The merger culminated with the layoff of 15 people — 12 women and three men — in April 2012. Schlosser, a male member of the women's conditioning staff, was one of them, prompting a heartfelt letter to Dave Hart from the coaches of the women's softball team: "We keep coming back to the same questions: 'Why would we let go of one of the best and brightest, not just in our athletic department, but within his entire profession? Why would we not do whatever it takes to find a way to keep one of our student-athletes' best resources?'"

After the dust had settled, the reconfigured executive staff of the athletic department consisted of seven men and a single woman, while the senior administrative staff was made up of 13 men and two women. The reorganization "effectively resulted in a mass demotion of females and staff working with female student-athletes," Moshak, Mason and Schlosser claimed. Where the old organizational structure had afforded them autonomy and opportunities for advancement, now the woman's staff faced what they called a "testosterone wall."

The lawsuits have also unearthed some recent history that the school might have wished stayed buried. Jennings, in her suit, says the Lady Vols' most revered icon, Summitt, was pushed out of her job against her will, and that Jennings paid a personal price for standing up for her hero – a set of accusations that were widely reported in local media outlets and in other sports publications and that briefly rekindled the furor over women's athletics at Tennessee.

When Summitt retired in April 2012, some 10 months after she learned she had Alzheimer's — and a few days after the layoffs — she and UT officials insisted that the decision was hers. But Jennings's lawsuit tells a different story.

According to Jennings — who worked alongside Summitt for 35 years and co-authored several books with her — Dave Hart told Summitt that she wouldn't be coaching the Lady Vols during the 2012-13 season. Summitt was "very upset and extremely hurt," Jennings says in her lawsuit, and she protested the decision in an email to Hart, calling it "discriminatory" and "wrong." A couple of months later, Jennings contends, she herself was forced out in retaliation.

In court documents filed last fall, Summitt corroborated Jennings's account. Hart's decision "was very surprising to me and very hurtful as that was a decision I would have liked to make on my own at the end of the season after consulting with my family, doctors, colleagues and friends," she wrote in a sworn affidavit. Summitt added that she and Hart had a later meeting where Hart said she had "misinterpreted" what he said. Then, after Jennings's lawsuit hit the news last fall, Summitt issued a new statement saying it was "entirely my decision to step down ... I did not then, and I do not now, feel that I was forced out by the university." Meanwhile, Hart reiterated to Sports Illustrated that Summitt's retirement was "Pat's decision from the get-go."

Kristin Galles, the Title IX attorney, says the allegations in the lawsuits mirror what she has heard from many of the female coaches she has represented over the years. The difference at UT, she says, is that the women sued. "That's very rare because you're blackballed," she said. "You're a troublemaker, you're a problem, and the men don't want that."

Indeed, Moshak and her colleagues say they see signs of blackballing in their case. Both she and Jennings have taken early retirement and are working as consultants. (Moshak is also promoting a new book, "Ice and Go: Score in Sports and Life.") Holly Mason, the associate strength coach, survived the layoffs but was fired this May. Schlosser remains unemployed.

Meanwhile, Holly Warlick, Summitt's longtime assistant, who led the Lady Vols to another Southeastern Conference title in her rookie year as head coach, earned $485,000 last year, versus $1.3 million for men's basketball coach Cuonzo Martin, hired the year before, whose team finished second in the conference last year.

Later this month, the Tuck Center's associate director, Nicole Lavoi, will release a new study and report card focusing on the number of female coaches in the top NCAA schools. According to Lavoi's data, UT's head coaching staff is now 38.5 percent female, below the national average.

The grade she gives to the once-lauded UT program: a D.

Data records
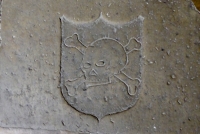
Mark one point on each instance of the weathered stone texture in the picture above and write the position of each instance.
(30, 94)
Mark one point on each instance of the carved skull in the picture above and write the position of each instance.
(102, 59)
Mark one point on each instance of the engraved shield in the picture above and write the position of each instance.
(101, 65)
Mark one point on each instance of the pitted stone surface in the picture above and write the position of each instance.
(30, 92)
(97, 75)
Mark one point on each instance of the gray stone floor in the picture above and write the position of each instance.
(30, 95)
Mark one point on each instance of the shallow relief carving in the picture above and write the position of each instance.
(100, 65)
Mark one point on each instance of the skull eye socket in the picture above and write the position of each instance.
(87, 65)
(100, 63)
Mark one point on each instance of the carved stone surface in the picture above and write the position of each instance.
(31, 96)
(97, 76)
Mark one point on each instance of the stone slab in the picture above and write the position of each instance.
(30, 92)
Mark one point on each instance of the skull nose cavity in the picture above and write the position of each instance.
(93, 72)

==

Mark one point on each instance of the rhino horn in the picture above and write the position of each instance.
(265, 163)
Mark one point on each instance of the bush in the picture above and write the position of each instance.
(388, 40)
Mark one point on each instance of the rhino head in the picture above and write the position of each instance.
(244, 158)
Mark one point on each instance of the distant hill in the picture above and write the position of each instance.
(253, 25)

==

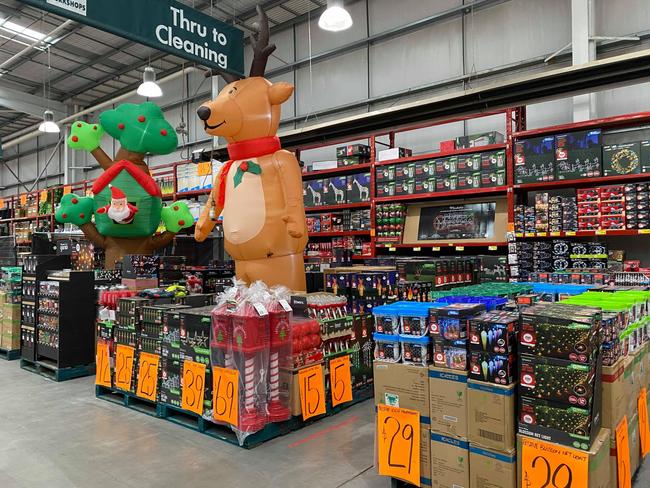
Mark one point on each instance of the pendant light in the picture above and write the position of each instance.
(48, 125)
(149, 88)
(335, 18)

Required actions
1. In the extract about the Tennessee athletics lawsuits, how much did Holly Warlick earn last year?
2. In the extract about the Tennessee athletics lawsuits, list every person who is named with both a first name and a last name.
3. From the extract about the Tennessee athletics lawsuits, copy out the stretch from "Kristin Galles, the" through "Schlosser remains unemployed.".

Answers to the exercises
1. $485,000

2. Dave Hart, Kristin Galles, Holly Mason, Holly Warlick, Cuonzo Martin, Nicole Lavoi

3.
Kristin Galles, the Title IX attorney, says the allegations in the lawsuits mirror what she has heard from many of the female coaches she has represented over the years. The difference at UT, she says, is that the women sued. "That's very rare because you're blackballed," she said. "You're a troublemaker, you're a problem, and the men don't want that."

Indeed, Moshak and her colleagues say they see signs of blackballing in their case. Both she and Jennings have taken early retirement and are working as consultants. (Moshak is also promoting a new book, "Ice and Go: Score in Sports and Life.") Holly Mason, the associate strength coach, survived the layoffs but was fired this May. Schlosser remains unemployed.